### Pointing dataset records
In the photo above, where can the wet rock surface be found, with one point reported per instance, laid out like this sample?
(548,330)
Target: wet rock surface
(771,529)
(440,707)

### GIVEN INSTRUCTION
Rewrite the lines above, substituting "damp stone surface" for "wet rock surface" everywhere it occurs and leaving the rest untouched.

### THE COMPLETED TASK
In the photo above, where can the damp stone surface be found, with one point reported per instance, laid out like this sample?
(548,330)
Target: damp stone surface
(771,529)
(440,707)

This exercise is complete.